Please state how many lines of the records contain the word "sign". Give only the number.

Some records:
━━━━━━━━━━━━━━━━
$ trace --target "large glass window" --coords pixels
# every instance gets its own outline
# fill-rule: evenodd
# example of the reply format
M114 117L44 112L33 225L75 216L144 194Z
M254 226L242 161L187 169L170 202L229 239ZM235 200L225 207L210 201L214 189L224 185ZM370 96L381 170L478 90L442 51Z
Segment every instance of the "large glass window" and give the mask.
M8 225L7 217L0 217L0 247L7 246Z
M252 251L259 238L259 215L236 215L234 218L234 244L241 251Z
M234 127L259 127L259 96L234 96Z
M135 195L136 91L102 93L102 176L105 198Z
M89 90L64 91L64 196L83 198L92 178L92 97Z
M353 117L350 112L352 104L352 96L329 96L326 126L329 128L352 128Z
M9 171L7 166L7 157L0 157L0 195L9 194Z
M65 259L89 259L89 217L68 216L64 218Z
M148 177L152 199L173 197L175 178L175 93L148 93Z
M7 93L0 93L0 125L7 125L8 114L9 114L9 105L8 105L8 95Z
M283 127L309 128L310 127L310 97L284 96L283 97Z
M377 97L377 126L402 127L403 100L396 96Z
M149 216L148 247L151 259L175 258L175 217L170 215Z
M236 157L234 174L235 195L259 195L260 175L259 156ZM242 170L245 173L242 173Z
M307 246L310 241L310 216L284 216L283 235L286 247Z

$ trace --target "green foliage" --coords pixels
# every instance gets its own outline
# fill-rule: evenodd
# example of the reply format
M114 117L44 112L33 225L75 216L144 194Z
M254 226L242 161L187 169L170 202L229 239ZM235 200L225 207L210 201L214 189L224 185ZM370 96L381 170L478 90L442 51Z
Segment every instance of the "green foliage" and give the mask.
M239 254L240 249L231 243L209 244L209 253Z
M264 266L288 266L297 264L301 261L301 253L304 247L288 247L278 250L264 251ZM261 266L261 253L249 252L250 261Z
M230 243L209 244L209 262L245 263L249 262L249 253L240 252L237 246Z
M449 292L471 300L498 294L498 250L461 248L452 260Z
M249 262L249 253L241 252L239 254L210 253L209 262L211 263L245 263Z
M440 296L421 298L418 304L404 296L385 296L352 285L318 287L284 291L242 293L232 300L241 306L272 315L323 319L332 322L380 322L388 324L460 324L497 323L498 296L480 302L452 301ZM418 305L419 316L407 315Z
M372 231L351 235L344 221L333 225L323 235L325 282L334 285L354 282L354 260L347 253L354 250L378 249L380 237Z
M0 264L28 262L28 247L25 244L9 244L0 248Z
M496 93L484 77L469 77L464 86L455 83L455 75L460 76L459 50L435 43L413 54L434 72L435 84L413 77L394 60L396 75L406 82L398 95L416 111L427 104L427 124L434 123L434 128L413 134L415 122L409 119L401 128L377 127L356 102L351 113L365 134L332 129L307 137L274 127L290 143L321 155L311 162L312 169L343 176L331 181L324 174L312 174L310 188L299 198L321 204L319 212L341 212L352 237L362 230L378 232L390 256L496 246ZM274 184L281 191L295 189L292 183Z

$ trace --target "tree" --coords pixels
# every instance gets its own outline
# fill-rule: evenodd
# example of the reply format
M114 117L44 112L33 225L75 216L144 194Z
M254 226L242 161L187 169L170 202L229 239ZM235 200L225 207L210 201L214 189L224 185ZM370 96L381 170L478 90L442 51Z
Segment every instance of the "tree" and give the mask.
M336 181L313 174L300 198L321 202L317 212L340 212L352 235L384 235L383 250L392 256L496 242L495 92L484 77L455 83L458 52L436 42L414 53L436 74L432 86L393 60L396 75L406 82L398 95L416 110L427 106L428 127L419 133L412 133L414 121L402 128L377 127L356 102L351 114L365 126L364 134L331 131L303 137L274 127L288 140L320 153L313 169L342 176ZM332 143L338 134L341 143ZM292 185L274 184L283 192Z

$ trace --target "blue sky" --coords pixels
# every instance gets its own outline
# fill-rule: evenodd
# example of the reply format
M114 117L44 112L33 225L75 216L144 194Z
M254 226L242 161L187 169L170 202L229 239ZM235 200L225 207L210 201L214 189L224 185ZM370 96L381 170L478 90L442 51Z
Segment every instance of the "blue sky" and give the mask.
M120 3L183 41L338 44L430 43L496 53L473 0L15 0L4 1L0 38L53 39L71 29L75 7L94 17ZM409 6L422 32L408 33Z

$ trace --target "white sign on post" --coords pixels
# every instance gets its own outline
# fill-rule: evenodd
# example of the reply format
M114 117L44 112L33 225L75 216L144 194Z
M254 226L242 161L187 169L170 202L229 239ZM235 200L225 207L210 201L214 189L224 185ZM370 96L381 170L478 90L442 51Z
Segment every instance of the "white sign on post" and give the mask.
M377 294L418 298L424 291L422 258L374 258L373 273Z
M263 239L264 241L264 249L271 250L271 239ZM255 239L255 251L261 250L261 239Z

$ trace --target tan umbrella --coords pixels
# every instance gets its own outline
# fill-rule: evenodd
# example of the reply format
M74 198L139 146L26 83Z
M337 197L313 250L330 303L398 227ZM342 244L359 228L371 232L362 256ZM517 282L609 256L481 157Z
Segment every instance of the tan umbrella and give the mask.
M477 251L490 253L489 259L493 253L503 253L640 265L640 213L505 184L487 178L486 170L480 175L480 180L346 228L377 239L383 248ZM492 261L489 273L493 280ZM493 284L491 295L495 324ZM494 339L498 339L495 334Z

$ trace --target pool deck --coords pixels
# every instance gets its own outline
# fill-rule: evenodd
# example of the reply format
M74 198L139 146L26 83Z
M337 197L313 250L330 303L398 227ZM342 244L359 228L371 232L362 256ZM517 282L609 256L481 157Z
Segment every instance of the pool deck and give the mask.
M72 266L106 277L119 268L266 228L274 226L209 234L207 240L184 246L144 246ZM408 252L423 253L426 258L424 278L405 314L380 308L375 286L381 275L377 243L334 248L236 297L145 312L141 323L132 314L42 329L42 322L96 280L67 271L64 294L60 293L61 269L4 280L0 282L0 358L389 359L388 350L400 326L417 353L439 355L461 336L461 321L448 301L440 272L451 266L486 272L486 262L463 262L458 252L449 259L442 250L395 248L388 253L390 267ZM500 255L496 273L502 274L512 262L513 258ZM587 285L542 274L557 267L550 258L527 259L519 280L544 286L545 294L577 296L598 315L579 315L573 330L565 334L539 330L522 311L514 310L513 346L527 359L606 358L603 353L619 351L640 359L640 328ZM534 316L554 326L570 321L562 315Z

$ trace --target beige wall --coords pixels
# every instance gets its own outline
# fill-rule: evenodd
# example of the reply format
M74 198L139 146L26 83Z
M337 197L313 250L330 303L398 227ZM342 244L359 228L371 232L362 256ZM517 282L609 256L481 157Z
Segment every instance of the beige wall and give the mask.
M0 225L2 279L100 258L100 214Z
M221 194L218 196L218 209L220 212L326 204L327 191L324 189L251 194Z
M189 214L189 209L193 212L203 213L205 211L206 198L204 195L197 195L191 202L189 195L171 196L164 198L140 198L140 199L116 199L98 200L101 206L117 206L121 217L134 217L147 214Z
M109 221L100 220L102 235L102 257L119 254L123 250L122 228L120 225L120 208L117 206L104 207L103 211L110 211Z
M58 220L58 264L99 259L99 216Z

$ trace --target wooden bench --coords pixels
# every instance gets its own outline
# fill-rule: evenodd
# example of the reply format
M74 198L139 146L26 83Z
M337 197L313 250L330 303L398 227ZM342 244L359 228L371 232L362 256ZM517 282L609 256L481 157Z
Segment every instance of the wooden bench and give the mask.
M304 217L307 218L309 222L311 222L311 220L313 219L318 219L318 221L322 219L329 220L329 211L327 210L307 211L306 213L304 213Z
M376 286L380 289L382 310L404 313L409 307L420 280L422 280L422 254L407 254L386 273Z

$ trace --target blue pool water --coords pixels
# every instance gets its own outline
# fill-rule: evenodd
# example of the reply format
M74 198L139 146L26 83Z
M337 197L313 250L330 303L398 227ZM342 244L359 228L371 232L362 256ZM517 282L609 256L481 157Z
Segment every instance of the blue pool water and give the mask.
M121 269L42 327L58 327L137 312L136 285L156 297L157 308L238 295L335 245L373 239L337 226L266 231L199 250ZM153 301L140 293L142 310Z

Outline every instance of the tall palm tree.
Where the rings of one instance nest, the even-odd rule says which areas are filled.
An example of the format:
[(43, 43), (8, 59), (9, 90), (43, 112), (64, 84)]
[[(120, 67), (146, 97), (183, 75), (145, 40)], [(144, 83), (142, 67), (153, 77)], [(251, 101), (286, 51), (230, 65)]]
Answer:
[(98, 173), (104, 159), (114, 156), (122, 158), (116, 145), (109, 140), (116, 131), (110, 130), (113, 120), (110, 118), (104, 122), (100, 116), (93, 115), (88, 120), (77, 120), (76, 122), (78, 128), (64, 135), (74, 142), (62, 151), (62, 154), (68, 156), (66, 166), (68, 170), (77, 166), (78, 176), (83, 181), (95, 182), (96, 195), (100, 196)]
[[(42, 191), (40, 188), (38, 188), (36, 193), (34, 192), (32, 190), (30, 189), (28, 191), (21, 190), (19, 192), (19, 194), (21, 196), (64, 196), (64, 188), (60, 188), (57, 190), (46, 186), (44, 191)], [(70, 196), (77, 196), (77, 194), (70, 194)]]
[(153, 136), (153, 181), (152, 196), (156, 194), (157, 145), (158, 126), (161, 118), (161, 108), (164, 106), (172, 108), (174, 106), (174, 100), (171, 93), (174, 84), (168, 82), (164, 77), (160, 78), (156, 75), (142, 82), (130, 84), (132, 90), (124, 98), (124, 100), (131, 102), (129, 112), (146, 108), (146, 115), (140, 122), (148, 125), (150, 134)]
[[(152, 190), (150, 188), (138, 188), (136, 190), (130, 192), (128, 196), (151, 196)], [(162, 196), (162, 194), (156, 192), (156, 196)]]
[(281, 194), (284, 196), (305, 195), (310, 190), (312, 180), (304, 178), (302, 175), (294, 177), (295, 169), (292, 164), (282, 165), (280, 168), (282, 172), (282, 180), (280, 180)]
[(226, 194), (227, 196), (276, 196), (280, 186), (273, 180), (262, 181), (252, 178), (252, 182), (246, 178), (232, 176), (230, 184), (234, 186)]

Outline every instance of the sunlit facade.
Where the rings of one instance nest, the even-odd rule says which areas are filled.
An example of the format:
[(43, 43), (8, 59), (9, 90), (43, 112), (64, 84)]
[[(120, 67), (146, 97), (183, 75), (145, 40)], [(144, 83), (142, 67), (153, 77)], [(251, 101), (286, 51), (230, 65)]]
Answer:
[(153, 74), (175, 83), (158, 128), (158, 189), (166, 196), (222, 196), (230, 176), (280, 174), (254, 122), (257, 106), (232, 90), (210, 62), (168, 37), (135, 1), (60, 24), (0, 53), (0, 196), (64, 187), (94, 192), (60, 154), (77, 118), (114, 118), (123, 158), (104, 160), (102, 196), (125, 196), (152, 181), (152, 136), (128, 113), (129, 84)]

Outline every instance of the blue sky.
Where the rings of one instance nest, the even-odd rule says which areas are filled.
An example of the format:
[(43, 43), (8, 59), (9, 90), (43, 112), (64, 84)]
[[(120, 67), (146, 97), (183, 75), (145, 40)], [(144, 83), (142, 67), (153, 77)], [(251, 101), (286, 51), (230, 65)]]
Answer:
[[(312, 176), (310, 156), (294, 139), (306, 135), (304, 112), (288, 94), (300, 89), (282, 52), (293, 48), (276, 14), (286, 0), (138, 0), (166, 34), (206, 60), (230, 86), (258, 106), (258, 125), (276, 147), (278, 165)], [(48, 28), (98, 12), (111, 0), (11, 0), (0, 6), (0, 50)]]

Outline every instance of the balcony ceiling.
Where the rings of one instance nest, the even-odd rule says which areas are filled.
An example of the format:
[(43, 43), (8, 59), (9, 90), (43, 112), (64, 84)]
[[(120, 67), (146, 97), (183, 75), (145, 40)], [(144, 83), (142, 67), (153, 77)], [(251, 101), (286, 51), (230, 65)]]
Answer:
━━━━━━━━━━━━━━━━
**SOLUTION FOR THIS PROBLEM**
2